-- Passage provided start --

Spiritual goalsSEOGWIPO, Jeju Island -- Did you hear the one about the Buddhist monk who had a great gift for soccer? Seems he played even better when he stood up.
Seong Gong is relating this joke, and when Seong Gong mentions soccer -- and Buddhism -- one tends to listen and often laugh.
Seong Gong is the chief monk at Yakcheonsa temple here on Korea's big toe. At this moment, the chief`is seated inside his temple office, surrounded by paperwork, books, a fax machine, Taster's Choice coffee containers, a stationary telephone, a cell phone and teacups, plenty of teacups. Who says monks live a spartan life?
There's a lot for a chief monk to do at one of the most attractive and visited temples in Korea. So much, in fact, that the tasks can intrude upon soccer, which to Seong Gong rates a close second to religion in terms of life's joys.
Yakcheonsa temple, which is part of the Korean Buddhist Jogye Order, may be one of the few Buddhist temples in the world with its own soccer squad -- the Sampo soccer team. Sampo plays at various pitches across Jeju. The team, composed of about eight monks from the island and assorted other players, has been together for three years.
Sampo has no organized schedule. Whenever the weather is nice, which is almost every day on Jeju, the team will go to a vacant lot or stretch of grass on the island. Those present will be divided into two sides and for the next hour or so a spirited match generally follows.

-- Passage provided end --
-- Data records start --

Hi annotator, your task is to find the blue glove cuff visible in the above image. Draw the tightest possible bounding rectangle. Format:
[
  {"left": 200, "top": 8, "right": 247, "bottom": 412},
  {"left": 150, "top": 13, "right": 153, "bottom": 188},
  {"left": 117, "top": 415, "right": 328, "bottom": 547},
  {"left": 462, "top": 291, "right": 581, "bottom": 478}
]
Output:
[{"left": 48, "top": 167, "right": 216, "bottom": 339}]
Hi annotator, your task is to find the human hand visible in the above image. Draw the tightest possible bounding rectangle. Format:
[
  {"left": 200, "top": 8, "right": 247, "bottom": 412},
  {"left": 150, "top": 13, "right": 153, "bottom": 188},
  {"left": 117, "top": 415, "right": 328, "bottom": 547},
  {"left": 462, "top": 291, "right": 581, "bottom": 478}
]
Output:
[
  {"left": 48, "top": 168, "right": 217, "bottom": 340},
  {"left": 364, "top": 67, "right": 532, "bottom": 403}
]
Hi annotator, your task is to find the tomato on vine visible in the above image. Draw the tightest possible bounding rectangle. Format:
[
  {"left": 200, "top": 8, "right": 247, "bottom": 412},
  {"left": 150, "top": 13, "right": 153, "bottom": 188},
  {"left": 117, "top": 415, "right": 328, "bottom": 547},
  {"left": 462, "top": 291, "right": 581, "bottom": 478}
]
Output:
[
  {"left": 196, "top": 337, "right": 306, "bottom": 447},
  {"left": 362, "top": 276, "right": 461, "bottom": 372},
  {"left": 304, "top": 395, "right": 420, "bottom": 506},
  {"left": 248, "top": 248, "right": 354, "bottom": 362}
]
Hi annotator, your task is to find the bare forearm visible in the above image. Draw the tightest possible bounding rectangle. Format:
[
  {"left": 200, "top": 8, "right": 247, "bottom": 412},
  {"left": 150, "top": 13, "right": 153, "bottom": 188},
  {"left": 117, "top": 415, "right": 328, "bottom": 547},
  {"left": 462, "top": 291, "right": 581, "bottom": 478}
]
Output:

-- Data records end --

#### [What you are asked to do]
Continue the article about the Jeju temple's monk soccer team, picking up after its final sentence.

#### [Exercise output]
"Soccer," Seong Gong says, "is a good way to relieve stress. Since monks spend a lot of time cross-legged on the floor, soccer is good for us. It gets us up and moving."
With doorway shoulders and fingers the size of sausages, Seong Gong is built like an American footballer. He is wearing this day what he normally does -- a gray monk's robe, or beopbok. Fixing a cup of tea for a visitor, the chief monk explains soccer's tug.
"If you go to any Korean town, you'll find a boy playing soccer. If you're a boy in Korea and you don't play soccer, something is wrong with you. That's how I started."
Where did you start? The visitor asks.
The chief monk smiles and says he cannot say.
He can't reveal his hometown because that's part of his past life, which for a Buddhist monk no longer exists when he leaves home. His new home becomes the temple and his name and other background information vanish when he joins an order such as Jogye.
"It's like all water becomes one when it goes into the ocean," Seong Gong says.
It's impolite to ask a monk his age, because that, too, has vanished, dissolved into the ocean. Pouring a cup of tea, Seong Gong smiles once more. "But I will tell you that I am 42."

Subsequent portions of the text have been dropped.